Please quote the forum post about the custom Druid parser word for word, starting with "Custom parser" and going on through "avro one (https://github.com/druid-io/druid/pull/1858).".
### Text shown ###
Custom parser

Hey,

I’ve written a custom DruidModule that I want to use for realtime, based on the code of the avro one (https://github.com/druid-io/druid/pull/1858).

Basically, I’ve got data from Kafka (using kafka-0.8 firehose), want to parse the message myself, and pass it down to druid.

“dataSchema” : {
“dataSource” : “custom-ds”,
“parser” : {
“type” : “custom_stream”,
“parseSpec” : {
“format” : “json”,

``

But i’m struggling to make it load within druid.

I’m not sure what is needed to be taken into account.

I guess it’s possible to run a custom extension not part of druid ?

I added it to druid.extensions.coordinates (still 8.3, i’ll migrate after make it successfully run if it’s possible), to be taken into account (without, druid fallbacks to “string” parser).
### Dataset records ###
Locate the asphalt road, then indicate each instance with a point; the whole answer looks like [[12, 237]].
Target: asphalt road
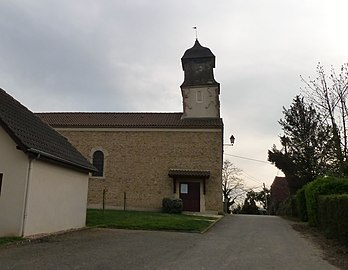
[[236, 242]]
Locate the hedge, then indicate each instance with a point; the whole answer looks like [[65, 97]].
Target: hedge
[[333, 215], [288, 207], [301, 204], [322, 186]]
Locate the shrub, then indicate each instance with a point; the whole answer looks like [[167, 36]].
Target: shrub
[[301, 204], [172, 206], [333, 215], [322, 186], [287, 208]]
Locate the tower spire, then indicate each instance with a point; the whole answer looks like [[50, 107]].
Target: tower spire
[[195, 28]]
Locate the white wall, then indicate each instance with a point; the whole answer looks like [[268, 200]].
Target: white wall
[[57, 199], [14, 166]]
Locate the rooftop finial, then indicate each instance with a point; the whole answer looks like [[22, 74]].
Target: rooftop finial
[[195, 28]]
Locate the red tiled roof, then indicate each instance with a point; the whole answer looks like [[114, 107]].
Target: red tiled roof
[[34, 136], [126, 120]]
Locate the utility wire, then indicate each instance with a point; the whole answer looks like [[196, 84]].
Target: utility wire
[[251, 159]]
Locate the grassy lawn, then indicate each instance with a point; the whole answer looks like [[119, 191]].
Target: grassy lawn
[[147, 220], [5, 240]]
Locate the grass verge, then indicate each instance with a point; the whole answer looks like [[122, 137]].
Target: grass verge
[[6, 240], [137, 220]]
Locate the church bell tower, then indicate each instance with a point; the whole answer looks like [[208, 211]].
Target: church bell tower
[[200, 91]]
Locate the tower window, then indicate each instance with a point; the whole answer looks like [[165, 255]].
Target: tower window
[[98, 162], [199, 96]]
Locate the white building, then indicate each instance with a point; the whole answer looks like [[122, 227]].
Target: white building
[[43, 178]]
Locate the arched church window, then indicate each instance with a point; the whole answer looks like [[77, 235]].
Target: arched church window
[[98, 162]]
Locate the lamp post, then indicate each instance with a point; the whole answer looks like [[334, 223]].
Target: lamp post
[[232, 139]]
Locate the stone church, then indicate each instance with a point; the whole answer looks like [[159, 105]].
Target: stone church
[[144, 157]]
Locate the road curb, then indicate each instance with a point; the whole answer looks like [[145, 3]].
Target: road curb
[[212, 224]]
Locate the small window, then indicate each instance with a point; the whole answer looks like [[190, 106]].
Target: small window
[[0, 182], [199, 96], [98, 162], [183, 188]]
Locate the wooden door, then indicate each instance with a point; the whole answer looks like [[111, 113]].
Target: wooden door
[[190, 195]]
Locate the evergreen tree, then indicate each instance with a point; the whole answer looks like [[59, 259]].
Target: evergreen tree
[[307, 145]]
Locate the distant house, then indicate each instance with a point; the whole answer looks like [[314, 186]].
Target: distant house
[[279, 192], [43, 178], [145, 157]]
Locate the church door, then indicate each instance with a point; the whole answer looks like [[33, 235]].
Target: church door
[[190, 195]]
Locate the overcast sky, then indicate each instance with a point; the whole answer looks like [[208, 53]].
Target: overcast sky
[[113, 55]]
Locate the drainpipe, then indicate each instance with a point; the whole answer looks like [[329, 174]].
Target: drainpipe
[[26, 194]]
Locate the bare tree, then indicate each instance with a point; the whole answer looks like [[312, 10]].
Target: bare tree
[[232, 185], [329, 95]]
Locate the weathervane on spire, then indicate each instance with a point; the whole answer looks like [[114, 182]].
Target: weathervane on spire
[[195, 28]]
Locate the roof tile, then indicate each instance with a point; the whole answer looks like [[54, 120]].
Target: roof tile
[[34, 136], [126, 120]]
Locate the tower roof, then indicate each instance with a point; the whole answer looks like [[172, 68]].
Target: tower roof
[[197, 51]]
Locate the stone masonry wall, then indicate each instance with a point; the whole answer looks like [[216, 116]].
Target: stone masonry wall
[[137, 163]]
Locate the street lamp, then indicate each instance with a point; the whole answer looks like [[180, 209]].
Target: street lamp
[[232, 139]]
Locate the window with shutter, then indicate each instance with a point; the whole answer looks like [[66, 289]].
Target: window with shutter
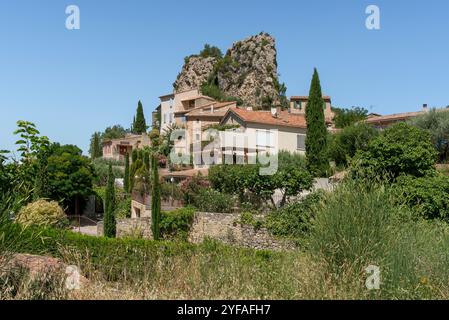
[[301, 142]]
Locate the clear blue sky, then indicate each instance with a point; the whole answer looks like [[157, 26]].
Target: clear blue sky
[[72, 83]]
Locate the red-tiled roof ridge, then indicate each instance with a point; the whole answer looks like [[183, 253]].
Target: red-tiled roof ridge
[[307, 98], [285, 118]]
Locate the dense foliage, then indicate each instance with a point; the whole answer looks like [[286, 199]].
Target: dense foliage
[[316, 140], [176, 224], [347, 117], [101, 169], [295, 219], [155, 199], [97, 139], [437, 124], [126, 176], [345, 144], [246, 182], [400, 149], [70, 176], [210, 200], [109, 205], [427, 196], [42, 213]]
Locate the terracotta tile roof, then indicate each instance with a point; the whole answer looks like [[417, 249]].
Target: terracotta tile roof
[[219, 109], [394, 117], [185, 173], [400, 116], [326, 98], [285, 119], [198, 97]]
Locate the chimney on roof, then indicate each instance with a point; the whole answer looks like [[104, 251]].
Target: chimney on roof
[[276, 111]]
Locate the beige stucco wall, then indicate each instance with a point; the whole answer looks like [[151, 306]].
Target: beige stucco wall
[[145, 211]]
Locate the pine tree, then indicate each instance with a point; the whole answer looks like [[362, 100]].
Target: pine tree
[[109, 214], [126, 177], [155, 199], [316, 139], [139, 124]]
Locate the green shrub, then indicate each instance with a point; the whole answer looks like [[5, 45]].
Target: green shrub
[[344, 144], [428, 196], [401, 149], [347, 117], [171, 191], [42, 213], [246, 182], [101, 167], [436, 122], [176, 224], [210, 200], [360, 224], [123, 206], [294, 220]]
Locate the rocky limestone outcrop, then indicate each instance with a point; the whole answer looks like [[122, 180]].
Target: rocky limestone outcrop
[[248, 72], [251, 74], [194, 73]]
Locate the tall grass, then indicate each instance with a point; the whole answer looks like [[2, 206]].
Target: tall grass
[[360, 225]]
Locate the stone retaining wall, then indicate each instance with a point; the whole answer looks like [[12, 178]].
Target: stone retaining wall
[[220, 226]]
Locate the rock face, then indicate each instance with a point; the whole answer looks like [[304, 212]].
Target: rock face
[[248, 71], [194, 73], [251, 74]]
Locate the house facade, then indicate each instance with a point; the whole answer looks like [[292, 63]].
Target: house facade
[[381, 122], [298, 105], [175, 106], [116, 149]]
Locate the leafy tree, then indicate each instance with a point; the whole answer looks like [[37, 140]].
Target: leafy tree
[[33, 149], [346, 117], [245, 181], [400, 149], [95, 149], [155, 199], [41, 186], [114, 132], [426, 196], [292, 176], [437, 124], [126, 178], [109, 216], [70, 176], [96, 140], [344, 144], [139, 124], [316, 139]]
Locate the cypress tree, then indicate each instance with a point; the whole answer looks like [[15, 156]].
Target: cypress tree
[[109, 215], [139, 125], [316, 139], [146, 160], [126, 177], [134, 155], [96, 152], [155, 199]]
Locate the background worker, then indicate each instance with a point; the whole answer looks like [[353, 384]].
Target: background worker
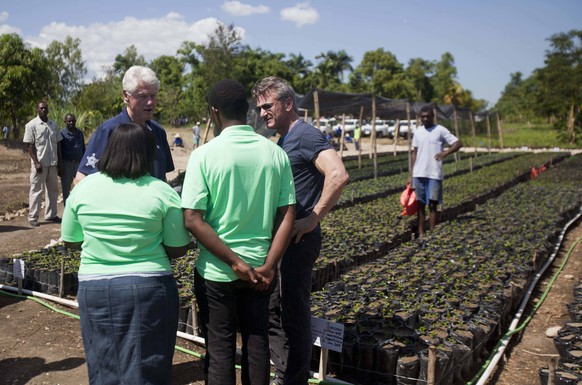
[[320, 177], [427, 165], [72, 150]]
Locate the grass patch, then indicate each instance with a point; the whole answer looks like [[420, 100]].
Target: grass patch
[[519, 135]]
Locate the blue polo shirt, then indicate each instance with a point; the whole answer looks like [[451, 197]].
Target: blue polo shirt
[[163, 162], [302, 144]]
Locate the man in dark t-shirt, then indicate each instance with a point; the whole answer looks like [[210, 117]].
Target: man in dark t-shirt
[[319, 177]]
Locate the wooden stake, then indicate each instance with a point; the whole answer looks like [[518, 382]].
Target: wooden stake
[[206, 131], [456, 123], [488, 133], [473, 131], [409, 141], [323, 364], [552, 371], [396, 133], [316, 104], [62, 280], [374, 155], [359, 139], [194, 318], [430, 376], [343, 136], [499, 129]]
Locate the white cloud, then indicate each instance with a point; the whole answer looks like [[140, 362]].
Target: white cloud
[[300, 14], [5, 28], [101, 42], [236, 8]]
###
### Dataset records ###
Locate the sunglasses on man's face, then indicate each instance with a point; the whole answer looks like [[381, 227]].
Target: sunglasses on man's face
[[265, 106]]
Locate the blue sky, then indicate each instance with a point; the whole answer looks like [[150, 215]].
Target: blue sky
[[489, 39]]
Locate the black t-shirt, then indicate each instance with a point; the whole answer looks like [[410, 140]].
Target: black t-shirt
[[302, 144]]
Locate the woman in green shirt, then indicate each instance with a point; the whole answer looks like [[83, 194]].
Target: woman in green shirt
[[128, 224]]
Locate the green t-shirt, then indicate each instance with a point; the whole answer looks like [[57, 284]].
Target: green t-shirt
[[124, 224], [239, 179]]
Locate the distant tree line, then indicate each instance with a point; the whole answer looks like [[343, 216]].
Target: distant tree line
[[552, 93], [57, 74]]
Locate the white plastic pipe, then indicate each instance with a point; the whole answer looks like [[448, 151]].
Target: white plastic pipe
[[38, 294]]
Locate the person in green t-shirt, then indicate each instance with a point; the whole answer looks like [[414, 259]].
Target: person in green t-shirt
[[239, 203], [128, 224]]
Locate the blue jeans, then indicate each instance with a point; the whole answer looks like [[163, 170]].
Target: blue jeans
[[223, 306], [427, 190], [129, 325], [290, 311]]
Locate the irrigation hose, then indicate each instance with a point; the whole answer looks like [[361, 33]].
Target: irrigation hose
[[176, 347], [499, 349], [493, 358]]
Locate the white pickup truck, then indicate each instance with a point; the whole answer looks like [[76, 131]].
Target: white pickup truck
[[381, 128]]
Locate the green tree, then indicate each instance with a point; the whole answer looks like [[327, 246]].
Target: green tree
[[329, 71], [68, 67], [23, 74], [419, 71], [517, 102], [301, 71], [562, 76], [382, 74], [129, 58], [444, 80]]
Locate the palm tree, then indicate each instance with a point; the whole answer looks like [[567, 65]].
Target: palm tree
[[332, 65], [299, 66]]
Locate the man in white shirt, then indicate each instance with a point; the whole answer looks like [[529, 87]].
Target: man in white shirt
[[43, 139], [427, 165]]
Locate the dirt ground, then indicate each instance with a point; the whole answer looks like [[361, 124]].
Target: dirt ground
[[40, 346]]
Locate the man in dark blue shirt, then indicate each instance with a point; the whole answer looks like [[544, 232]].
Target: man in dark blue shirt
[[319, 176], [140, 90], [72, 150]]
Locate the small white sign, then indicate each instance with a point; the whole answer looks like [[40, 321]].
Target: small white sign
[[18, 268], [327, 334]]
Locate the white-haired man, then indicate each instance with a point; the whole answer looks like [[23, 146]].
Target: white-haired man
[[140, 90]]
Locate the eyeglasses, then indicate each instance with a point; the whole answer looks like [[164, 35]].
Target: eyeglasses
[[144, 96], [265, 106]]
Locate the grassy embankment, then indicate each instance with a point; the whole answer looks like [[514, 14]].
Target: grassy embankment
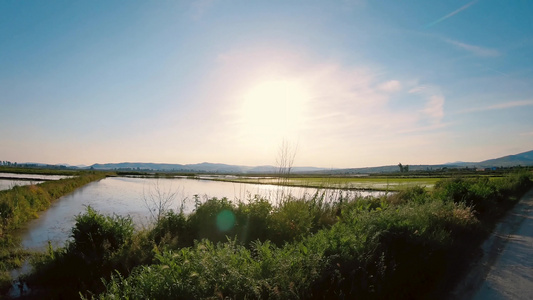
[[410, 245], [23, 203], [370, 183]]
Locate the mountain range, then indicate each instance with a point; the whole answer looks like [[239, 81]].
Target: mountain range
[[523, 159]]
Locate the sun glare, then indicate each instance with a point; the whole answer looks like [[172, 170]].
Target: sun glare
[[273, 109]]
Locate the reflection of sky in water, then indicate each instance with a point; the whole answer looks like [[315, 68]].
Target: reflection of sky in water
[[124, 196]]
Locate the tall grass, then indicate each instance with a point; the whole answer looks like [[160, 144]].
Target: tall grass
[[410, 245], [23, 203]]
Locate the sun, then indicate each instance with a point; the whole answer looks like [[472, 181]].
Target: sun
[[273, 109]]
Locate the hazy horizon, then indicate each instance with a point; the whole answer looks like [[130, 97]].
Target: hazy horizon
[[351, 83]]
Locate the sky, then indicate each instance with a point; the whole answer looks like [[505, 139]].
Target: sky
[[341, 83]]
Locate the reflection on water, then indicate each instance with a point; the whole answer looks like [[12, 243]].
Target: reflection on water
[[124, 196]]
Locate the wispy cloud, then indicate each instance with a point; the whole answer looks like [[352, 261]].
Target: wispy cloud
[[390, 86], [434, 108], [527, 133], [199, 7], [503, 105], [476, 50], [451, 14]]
###
- [Written answer]:
Custom parser

Hey,

I’ve written a custom DruidModule that I want to use for realtime, based on the code of the avro one (https://github.com/druid-io/druid/pull/1858).